— TASK DIRECTIONS —
Find the lines of the data below that include "rough". Report their number only.

______________________________

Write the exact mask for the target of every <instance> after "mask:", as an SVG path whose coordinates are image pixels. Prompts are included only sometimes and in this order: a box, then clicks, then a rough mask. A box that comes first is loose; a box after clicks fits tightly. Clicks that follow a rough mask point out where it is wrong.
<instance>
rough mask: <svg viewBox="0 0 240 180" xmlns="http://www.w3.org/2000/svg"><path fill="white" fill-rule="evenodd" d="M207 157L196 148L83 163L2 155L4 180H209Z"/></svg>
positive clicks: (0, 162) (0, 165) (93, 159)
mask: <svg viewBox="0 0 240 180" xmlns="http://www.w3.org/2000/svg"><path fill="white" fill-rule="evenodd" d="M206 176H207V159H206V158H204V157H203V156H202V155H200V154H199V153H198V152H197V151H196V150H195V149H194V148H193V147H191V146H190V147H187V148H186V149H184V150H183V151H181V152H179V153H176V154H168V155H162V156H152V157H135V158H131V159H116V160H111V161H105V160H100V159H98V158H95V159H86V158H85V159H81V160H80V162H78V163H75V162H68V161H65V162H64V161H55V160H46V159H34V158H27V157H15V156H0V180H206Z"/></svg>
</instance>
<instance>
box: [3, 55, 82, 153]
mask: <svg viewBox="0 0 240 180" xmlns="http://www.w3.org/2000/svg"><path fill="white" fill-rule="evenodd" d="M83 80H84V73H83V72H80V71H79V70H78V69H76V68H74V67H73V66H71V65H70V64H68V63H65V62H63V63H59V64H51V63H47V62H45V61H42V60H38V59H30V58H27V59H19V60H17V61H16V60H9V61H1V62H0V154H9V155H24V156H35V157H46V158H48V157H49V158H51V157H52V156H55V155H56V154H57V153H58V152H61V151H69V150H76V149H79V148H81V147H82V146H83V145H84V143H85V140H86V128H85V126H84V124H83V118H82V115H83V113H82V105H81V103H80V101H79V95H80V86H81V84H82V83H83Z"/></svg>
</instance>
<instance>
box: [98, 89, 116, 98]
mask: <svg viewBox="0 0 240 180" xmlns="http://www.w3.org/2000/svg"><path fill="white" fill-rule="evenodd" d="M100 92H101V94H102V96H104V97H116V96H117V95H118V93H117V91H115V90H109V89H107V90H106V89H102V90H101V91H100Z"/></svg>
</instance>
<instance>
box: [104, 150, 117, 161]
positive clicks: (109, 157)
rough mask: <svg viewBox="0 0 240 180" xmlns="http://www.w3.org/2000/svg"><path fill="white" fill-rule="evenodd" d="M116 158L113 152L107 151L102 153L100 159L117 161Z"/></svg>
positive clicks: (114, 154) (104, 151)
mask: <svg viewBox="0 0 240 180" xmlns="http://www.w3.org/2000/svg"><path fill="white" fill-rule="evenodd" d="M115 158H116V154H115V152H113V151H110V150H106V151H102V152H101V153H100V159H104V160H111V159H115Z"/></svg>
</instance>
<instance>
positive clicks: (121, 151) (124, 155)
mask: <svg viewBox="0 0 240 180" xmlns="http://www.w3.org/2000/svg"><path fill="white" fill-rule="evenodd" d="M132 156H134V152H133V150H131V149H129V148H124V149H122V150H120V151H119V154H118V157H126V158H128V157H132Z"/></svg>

______________________________

— ANSWER TO THIS PROBLEM —
3